### Passage
____________

Traditionally phở broth (pronounced “fuh”) simmers for hours and hours…even days…adding water, skimming foam, to get its full flavor of spices. But to conserve precious propane you can back off the amount of hours this simmers. If you start around noon you can have your phở ready for dinner.

Parboil the shanks and and beef bones (I was not able to find beef knuckles so just used a shank here) in your largest soup pot for 10 minutes. Drain in a colander, rinse off the meat and bones. Clean out the soup pot, return the bones and meat to the pot and set aside.

Light your broiler. Be sure to crack your oven door an inch so you don’t suffocate the broiler flame. If you don’t have a broiler, this step can be omitted and you will still have a great tasting phở. Halve the onions and ginger. Rub a little vegetable oil on them. Place in a cast iron pan and set under the broiler to char. (you only need about half of the ginger shown here.)

While the onions and ginger are in the oven, cut the chuck roast or brisket into 3″ sized chucks. Place them in the soup pot with the bones and shanks.

Once charred, place the ginger and onions in the soup pot. Wipe the cast iron pan clean and place your dry spices (cinnamon, cloves, fennel, star anise, coriander and cardamom) in the pan. Roast on a burner until fragrant, being careful not to let them burn. It’s better to skip this step than to use burned spices. Many chefs suggest tying the roasted spices in a cheese cloth before placing in the soap pot. I skip this step and place the spices directly in the pot knowing it’s all going to be strained in the end anyway. Add one or two Thai chilis.

____________

### Task instructions
(A) Reproduce the phở recipe between "Traditionally phở broth" and "ready for dinner.", inclusive.
(B) Answer these questions from the phở recipe:
(i) For how many minutes are the shanks and beef bones parboiled?
(ii) What is rubbed on the halved onions and ginger before they go under the broiler?
(iii) Which spice can be added to the pot at the end of the steps shown, and in what quantity?

[Saved entries]
____________

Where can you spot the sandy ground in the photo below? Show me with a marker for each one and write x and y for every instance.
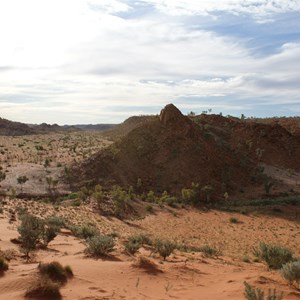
(182, 276)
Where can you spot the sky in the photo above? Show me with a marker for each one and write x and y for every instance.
(101, 61)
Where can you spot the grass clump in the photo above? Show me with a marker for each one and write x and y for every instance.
(251, 293)
(3, 265)
(85, 231)
(55, 271)
(51, 277)
(209, 251)
(291, 273)
(274, 256)
(135, 242)
(44, 288)
(164, 248)
(100, 245)
(234, 220)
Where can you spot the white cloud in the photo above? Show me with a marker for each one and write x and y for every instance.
(68, 60)
(204, 7)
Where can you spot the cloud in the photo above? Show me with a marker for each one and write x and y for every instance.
(257, 8)
(88, 59)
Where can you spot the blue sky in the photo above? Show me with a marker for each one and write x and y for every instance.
(101, 61)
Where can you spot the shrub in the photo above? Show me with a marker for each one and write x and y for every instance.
(100, 245)
(56, 221)
(251, 293)
(42, 288)
(55, 271)
(291, 273)
(3, 265)
(234, 220)
(49, 234)
(164, 248)
(85, 231)
(274, 256)
(69, 271)
(135, 242)
(209, 250)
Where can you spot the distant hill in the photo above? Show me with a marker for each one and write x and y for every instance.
(129, 124)
(11, 128)
(170, 151)
(14, 128)
(99, 127)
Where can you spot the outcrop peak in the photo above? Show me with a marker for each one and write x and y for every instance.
(170, 114)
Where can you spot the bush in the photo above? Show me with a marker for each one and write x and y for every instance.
(49, 234)
(291, 273)
(164, 248)
(100, 245)
(56, 221)
(257, 294)
(135, 242)
(274, 256)
(209, 251)
(44, 288)
(234, 220)
(55, 271)
(85, 231)
(3, 265)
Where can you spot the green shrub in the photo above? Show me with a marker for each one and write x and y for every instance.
(56, 221)
(149, 208)
(49, 234)
(3, 265)
(85, 231)
(55, 271)
(43, 288)
(291, 273)
(234, 220)
(251, 293)
(69, 271)
(209, 250)
(100, 245)
(164, 248)
(134, 242)
(274, 256)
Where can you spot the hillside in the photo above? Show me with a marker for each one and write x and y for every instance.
(171, 151)
(13, 128)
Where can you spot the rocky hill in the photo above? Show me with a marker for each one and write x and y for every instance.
(170, 152)
(14, 128)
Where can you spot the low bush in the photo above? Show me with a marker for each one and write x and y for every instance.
(55, 271)
(43, 288)
(134, 242)
(100, 245)
(209, 251)
(164, 248)
(56, 221)
(291, 273)
(85, 231)
(274, 256)
(234, 220)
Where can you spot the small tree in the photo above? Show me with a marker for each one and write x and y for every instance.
(164, 248)
(52, 187)
(30, 230)
(207, 189)
(22, 180)
(2, 175)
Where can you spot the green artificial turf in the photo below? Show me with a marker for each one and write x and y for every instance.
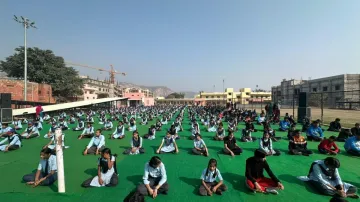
(183, 170)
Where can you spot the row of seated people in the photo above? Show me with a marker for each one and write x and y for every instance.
(211, 182)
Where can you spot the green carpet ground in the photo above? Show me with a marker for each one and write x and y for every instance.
(183, 170)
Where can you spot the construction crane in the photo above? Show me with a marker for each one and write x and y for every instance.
(111, 72)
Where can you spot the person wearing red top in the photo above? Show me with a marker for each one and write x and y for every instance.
(328, 146)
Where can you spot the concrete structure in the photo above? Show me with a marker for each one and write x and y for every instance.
(95, 89)
(35, 92)
(139, 96)
(334, 89)
(243, 96)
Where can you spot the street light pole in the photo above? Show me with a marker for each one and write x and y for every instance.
(27, 24)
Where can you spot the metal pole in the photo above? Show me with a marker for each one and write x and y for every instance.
(25, 61)
(60, 161)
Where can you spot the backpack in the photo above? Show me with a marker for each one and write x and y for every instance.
(134, 196)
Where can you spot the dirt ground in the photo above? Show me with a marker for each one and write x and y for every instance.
(348, 117)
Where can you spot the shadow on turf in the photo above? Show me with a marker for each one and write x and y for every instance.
(237, 182)
(91, 171)
(135, 179)
(293, 180)
(192, 182)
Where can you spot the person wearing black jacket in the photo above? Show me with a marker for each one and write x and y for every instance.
(255, 179)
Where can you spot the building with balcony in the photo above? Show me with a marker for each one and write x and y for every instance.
(243, 96)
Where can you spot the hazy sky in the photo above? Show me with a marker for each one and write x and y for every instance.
(194, 44)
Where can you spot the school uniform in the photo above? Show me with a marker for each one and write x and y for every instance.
(210, 177)
(266, 146)
(195, 130)
(63, 125)
(352, 146)
(164, 121)
(4, 131)
(108, 125)
(33, 130)
(220, 134)
(320, 176)
(231, 144)
(88, 132)
(132, 126)
(200, 144)
(17, 124)
(135, 143)
(168, 145)
(154, 177)
(96, 143)
(53, 143)
(151, 134)
(314, 133)
(14, 143)
(298, 146)
(45, 167)
(80, 126)
(119, 132)
(109, 176)
(255, 173)
(51, 132)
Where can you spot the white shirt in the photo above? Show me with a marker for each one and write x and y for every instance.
(15, 141)
(155, 173)
(199, 143)
(51, 165)
(88, 130)
(210, 176)
(97, 141)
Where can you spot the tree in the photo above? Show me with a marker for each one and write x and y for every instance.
(103, 95)
(175, 95)
(44, 67)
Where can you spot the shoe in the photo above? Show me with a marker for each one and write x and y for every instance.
(271, 191)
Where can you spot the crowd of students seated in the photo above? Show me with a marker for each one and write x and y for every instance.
(116, 122)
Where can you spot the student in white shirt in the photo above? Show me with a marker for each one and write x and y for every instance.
(200, 146)
(136, 145)
(220, 133)
(80, 126)
(96, 144)
(17, 124)
(168, 145)
(46, 171)
(209, 185)
(119, 132)
(13, 140)
(31, 131)
(107, 172)
(108, 125)
(155, 178)
(88, 132)
(4, 129)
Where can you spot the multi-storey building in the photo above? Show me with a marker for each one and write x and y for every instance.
(334, 89)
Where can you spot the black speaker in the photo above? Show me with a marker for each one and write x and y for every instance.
(302, 112)
(6, 115)
(5, 100)
(303, 99)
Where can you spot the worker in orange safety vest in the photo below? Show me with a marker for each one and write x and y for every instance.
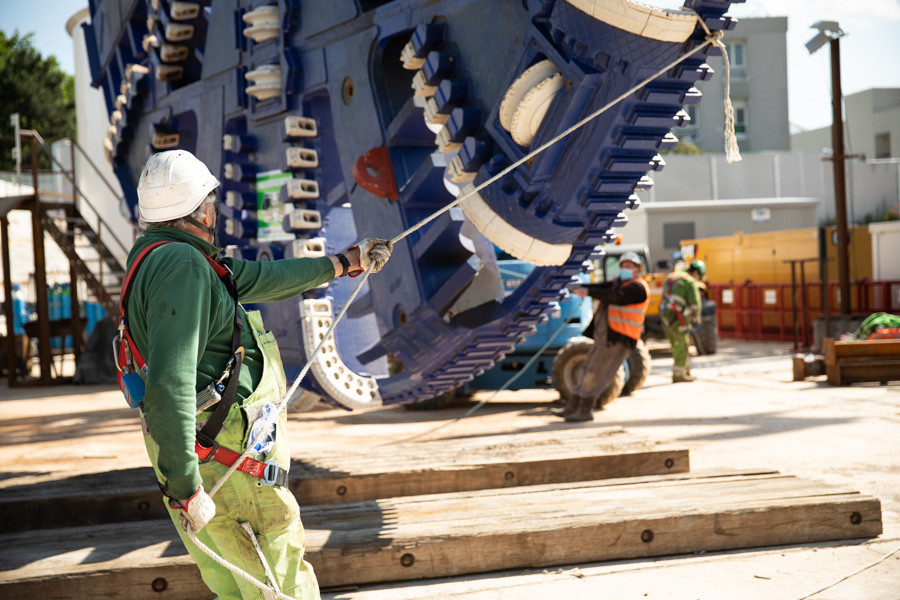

____________

### Answers provided
(A)
Traditionally phở broth (pronounced “fuh”) simmers for hours and hours…even days…adding water, skimming foam, to get its full flavor of spices. But to conserve precious propane you can back off the amount of hours this simmers. If you start around noon you can have your phở ready for dinner.

(B)
(i) 10 minutes
(ii) A little vegetable oil
(iii) Thai chilis, one or two